**Requirement**
State how many lines in the entries contain the word "column".

------ Given records

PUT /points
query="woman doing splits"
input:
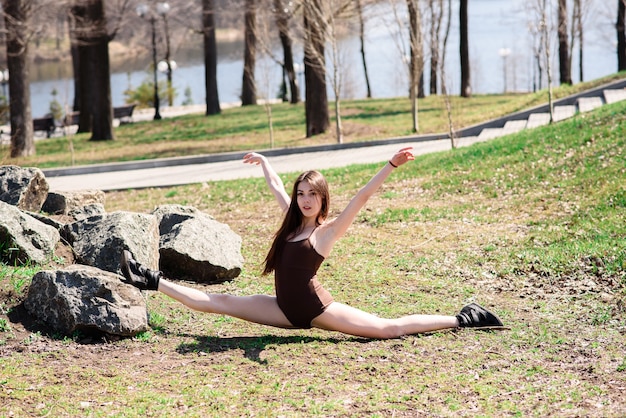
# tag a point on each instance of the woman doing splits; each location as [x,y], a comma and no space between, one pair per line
[305,239]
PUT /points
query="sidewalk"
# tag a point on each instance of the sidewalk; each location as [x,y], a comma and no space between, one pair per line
[235,169]
[204,168]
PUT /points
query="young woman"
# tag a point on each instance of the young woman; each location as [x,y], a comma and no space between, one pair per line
[305,238]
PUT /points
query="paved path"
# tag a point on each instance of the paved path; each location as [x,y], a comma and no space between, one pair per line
[235,169]
[199,169]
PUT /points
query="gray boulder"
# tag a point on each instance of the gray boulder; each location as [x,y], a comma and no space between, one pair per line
[194,246]
[84,212]
[99,240]
[83,298]
[24,187]
[23,238]
[62,203]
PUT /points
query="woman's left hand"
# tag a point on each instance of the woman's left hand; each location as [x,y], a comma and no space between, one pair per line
[402,156]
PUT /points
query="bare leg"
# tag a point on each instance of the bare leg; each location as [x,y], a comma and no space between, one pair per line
[261,309]
[349,320]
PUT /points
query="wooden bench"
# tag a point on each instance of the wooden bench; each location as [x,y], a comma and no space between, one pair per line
[124,113]
[45,124]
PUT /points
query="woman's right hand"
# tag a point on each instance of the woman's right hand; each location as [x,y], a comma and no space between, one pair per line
[253,158]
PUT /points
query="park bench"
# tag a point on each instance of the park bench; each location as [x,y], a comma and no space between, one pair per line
[45,124]
[124,113]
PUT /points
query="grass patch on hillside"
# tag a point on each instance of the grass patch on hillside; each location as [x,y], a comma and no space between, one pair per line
[247,128]
[531,225]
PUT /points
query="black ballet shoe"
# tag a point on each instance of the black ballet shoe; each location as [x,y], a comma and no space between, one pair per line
[137,275]
[475,316]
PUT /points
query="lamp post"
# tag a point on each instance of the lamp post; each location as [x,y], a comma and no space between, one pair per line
[145,11]
[504,53]
[163,9]
[167,67]
[4,79]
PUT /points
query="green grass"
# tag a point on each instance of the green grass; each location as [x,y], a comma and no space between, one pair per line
[530,224]
[247,128]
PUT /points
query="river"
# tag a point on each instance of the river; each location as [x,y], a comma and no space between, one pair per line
[494,25]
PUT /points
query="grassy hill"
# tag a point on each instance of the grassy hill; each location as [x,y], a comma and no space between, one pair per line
[531,225]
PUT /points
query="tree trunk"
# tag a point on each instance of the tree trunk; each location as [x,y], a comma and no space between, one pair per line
[248,90]
[564,61]
[417,60]
[96,110]
[621,35]
[436,17]
[17,14]
[466,89]
[210,58]
[316,103]
[282,21]
[75,59]
[362,40]
[579,24]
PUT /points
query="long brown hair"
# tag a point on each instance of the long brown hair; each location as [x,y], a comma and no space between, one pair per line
[292,221]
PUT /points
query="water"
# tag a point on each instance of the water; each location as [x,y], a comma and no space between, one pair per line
[493,25]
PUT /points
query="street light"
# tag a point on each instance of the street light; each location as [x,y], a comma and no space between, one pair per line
[167,67]
[504,53]
[145,11]
[4,79]
[163,9]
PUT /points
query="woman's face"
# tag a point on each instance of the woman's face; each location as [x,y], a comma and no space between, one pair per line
[309,201]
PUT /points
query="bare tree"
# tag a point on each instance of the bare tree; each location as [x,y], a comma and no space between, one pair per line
[621,35]
[282,16]
[544,26]
[359,11]
[466,89]
[248,90]
[417,58]
[210,58]
[95,105]
[316,103]
[564,51]
[17,15]
[436,9]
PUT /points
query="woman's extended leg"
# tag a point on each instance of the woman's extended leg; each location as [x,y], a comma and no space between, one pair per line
[349,320]
[261,309]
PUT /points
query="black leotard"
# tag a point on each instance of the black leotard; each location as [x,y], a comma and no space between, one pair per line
[299,295]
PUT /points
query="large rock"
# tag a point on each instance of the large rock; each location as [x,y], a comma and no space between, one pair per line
[62,203]
[194,246]
[83,298]
[24,187]
[23,238]
[99,240]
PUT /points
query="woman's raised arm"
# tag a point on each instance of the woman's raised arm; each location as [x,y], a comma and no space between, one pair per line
[272,179]
[335,228]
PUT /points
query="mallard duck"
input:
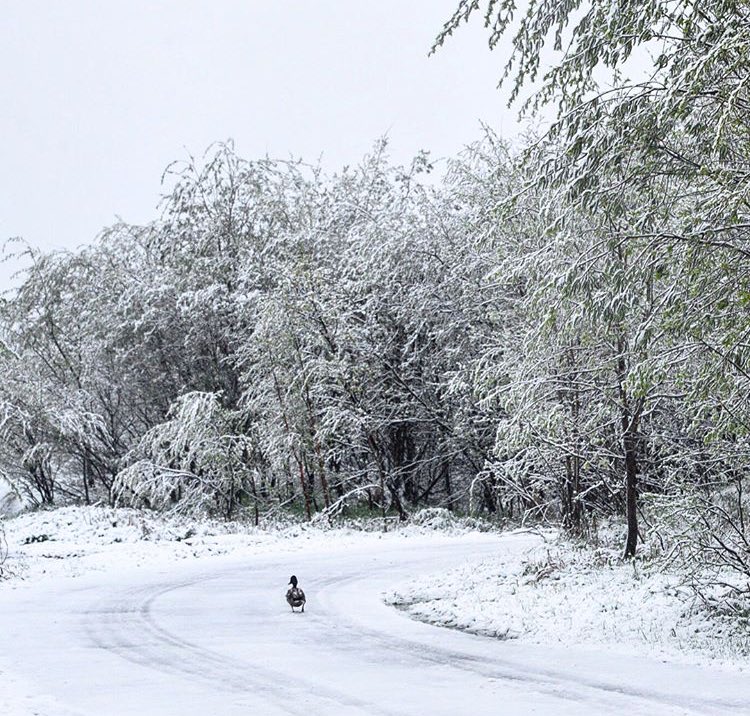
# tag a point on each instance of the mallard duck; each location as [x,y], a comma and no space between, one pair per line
[294,595]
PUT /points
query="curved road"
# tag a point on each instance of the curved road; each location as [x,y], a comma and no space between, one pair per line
[215,637]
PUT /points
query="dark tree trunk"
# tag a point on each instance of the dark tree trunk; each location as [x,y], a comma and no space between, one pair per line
[631,496]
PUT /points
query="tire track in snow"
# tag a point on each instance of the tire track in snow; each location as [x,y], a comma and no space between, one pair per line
[129,623]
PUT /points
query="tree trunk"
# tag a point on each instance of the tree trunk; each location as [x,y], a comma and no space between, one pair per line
[631,475]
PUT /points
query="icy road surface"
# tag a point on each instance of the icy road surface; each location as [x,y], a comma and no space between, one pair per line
[215,637]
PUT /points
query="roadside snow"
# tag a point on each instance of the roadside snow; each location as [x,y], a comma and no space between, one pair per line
[71,541]
[552,594]
[566,595]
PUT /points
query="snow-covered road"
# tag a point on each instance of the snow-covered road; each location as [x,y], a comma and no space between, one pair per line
[215,637]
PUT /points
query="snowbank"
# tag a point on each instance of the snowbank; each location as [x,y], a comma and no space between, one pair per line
[562,594]
[70,541]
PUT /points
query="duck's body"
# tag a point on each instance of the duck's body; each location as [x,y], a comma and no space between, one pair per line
[295,597]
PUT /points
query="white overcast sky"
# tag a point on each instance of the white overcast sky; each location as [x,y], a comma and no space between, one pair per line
[98,96]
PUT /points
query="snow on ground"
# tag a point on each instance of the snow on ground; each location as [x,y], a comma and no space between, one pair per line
[562,594]
[176,617]
[71,541]
[555,593]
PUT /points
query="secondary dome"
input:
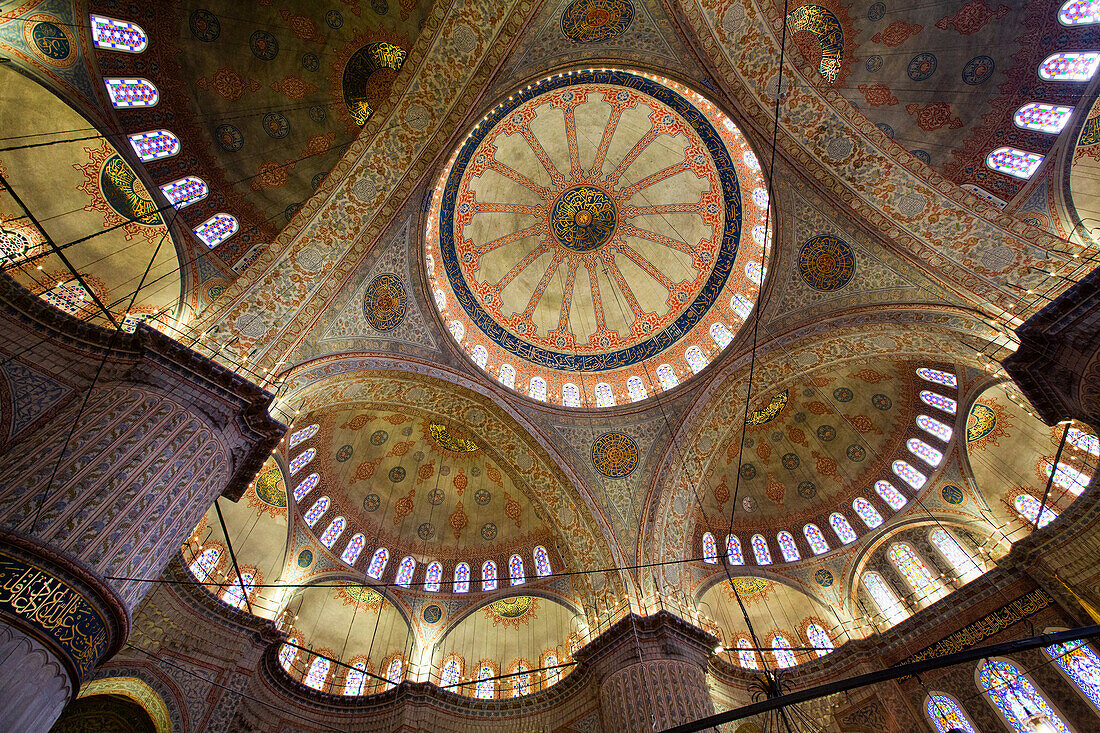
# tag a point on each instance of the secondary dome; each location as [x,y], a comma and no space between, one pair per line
[597,238]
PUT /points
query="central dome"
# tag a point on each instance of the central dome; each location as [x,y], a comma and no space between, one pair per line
[585,241]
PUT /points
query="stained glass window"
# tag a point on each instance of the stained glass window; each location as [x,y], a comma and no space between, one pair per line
[889,494]
[710,550]
[909,474]
[760,549]
[155,144]
[1027,506]
[461,578]
[319,507]
[333,532]
[884,598]
[815,538]
[113,34]
[843,529]
[734,550]
[695,359]
[867,513]
[1013,695]
[541,561]
[304,434]
[488,576]
[432,577]
[788,547]
[378,562]
[1016,163]
[946,714]
[939,378]
[934,427]
[405,571]
[1071,66]
[667,376]
[354,547]
[132,93]
[516,575]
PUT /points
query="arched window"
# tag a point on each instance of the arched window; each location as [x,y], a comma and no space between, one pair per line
[405,571]
[333,531]
[461,578]
[953,553]
[820,639]
[916,573]
[788,547]
[884,598]
[867,513]
[432,577]
[1073,66]
[1027,506]
[353,548]
[1013,695]
[541,561]
[933,427]
[217,229]
[206,562]
[1013,162]
[734,550]
[488,576]
[318,673]
[710,550]
[319,507]
[132,93]
[301,459]
[516,570]
[889,494]
[815,538]
[155,144]
[378,562]
[946,714]
[924,451]
[112,34]
[909,474]
[843,529]
[760,549]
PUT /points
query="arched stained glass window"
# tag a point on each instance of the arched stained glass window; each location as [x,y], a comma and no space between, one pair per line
[760,549]
[734,550]
[815,538]
[843,529]
[1027,506]
[354,547]
[788,547]
[155,144]
[909,474]
[516,575]
[1013,162]
[867,513]
[889,494]
[333,532]
[934,427]
[315,513]
[488,576]
[710,550]
[884,598]
[946,714]
[1071,66]
[541,561]
[378,562]
[461,578]
[112,34]
[1013,695]
[405,571]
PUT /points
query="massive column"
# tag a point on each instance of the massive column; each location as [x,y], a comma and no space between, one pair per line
[112,446]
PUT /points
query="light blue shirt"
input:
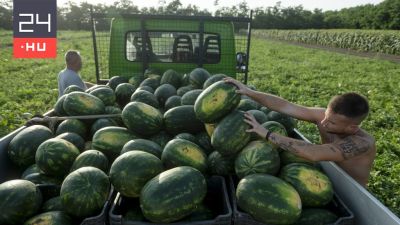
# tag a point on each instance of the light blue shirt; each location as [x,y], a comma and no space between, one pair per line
[66,78]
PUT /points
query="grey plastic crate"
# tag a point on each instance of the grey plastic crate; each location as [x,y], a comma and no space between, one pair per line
[217,193]
[346,217]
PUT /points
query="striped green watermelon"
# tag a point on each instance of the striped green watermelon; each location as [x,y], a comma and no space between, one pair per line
[123,93]
[171,77]
[313,216]
[131,170]
[173,194]
[182,119]
[72,126]
[179,152]
[53,218]
[56,156]
[220,165]
[313,186]
[116,80]
[142,118]
[53,204]
[92,158]
[172,102]
[145,97]
[110,140]
[81,103]
[230,136]
[189,98]
[105,94]
[22,147]
[213,79]
[143,145]
[268,199]
[257,157]
[74,138]
[19,200]
[163,92]
[216,102]
[198,76]
[84,192]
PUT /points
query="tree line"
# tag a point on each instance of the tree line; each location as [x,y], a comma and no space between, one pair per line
[73,16]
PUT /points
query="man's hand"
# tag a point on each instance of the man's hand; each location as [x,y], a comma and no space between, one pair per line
[256,127]
[243,89]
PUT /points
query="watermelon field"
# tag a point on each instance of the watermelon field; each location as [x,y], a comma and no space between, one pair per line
[304,76]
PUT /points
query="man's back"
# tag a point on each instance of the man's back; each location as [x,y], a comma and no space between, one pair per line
[66,78]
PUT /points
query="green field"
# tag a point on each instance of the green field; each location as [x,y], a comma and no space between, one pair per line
[305,76]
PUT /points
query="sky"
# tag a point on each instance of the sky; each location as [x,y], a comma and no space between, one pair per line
[209,4]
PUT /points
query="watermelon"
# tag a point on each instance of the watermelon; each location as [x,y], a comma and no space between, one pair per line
[131,170]
[142,118]
[143,145]
[179,152]
[171,77]
[188,137]
[92,158]
[172,102]
[173,194]
[53,218]
[204,142]
[31,169]
[145,88]
[161,138]
[288,122]
[55,156]
[288,158]
[220,165]
[72,126]
[72,88]
[101,123]
[247,104]
[189,98]
[116,80]
[216,101]
[257,157]
[230,136]
[58,107]
[213,79]
[182,90]
[163,92]
[314,187]
[110,140]
[84,192]
[145,97]
[19,200]
[40,178]
[153,83]
[81,103]
[313,216]
[123,93]
[182,119]
[74,138]
[53,204]
[198,76]
[22,147]
[268,199]
[105,94]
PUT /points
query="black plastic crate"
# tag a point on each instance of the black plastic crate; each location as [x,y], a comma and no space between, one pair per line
[345,216]
[217,198]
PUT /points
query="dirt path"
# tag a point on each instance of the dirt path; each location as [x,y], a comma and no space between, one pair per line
[372,55]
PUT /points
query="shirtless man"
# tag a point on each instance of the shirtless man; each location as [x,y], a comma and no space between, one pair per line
[343,141]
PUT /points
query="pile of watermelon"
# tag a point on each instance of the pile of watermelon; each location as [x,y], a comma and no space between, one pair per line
[174,131]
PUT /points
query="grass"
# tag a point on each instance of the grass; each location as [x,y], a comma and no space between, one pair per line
[304,76]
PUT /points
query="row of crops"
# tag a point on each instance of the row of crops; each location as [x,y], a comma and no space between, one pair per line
[380,41]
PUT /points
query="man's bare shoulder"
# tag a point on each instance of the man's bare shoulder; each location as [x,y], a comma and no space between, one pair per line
[355,145]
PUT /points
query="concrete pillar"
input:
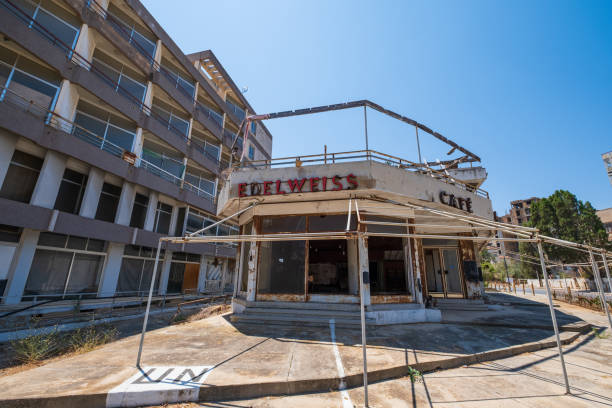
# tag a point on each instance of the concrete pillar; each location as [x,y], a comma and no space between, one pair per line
[49,179]
[20,266]
[112,267]
[95,181]
[364,266]
[151,208]
[173,220]
[252,263]
[148,99]
[8,142]
[126,203]
[66,104]
[352,252]
[165,273]
[85,45]
[138,144]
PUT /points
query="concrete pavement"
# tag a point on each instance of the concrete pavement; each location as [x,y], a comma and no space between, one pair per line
[226,360]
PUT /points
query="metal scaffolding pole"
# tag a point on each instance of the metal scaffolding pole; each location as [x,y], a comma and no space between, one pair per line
[599,284]
[144,324]
[552,315]
[605,259]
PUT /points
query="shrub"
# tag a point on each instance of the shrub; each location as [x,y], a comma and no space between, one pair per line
[36,347]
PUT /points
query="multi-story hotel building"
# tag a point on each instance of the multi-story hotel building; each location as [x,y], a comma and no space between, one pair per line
[110,137]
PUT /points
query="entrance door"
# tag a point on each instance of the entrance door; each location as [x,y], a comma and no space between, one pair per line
[442,271]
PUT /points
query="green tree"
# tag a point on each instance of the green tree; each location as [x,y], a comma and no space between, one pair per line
[565,217]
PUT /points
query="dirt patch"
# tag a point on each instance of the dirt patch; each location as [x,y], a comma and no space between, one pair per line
[70,343]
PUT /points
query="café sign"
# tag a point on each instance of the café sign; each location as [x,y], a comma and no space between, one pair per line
[302,185]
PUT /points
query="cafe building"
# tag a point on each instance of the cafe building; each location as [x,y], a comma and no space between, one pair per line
[310,225]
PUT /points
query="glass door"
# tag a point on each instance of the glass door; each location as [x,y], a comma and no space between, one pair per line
[452,276]
[433,268]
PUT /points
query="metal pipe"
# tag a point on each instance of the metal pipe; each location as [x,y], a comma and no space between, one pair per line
[599,285]
[552,315]
[363,327]
[146,319]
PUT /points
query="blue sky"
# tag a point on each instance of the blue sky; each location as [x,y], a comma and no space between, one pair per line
[525,85]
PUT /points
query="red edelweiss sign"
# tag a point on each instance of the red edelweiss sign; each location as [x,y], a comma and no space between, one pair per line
[303,185]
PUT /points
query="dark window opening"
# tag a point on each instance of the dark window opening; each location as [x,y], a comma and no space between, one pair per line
[71,191]
[387,267]
[21,177]
[109,201]
[328,266]
[281,267]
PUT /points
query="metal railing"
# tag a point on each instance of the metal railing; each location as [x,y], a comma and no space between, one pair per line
[360,155]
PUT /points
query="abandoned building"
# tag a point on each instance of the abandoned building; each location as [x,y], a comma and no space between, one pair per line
[110,138]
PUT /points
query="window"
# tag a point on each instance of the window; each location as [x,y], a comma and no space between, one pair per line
[109,201]
[105,130]
[71,192]
[65,265]
[163,216]
[21,177]
[139,211]
[137,270]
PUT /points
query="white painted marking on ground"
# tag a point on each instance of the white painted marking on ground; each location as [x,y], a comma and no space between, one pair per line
[159,385]
[346,399]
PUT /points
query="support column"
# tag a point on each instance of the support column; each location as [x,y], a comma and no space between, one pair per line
[20,266]
[165,273]
[364,266]
[47,186]
[126,202]
[112,267]
[151,208]
[8,142]
[95,181]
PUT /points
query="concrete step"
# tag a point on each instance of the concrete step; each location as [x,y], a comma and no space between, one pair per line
[309,321]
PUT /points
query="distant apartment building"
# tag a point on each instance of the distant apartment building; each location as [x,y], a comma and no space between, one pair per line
[606,217]
[520,213]
[607,158]
[110,138]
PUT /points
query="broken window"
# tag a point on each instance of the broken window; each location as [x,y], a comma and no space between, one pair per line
[328,266]
[387,266]
[281,267]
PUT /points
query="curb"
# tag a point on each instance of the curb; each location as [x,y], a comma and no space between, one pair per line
[258,390]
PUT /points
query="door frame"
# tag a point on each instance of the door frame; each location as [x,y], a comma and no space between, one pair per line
[444,293]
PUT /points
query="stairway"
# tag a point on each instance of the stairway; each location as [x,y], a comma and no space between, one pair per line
[309,314]
[461,304]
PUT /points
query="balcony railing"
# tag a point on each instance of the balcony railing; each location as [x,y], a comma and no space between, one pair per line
[58,122]
[239,112]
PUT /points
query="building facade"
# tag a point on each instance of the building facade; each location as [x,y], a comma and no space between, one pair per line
[110,138]
[306,251]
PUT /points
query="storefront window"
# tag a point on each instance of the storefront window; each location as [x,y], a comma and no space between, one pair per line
[281,267]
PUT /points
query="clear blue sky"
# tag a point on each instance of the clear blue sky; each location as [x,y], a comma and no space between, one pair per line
[526,85]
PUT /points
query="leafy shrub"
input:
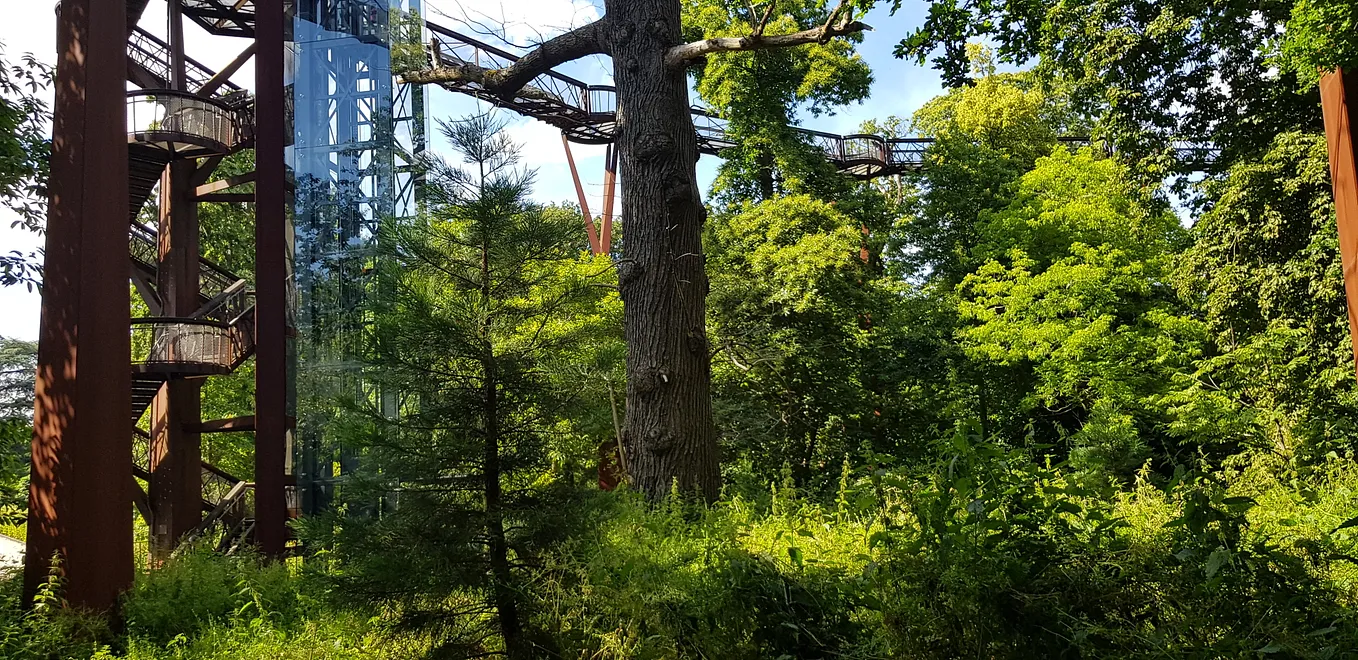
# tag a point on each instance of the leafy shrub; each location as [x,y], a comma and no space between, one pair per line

------------

**Written answer**
4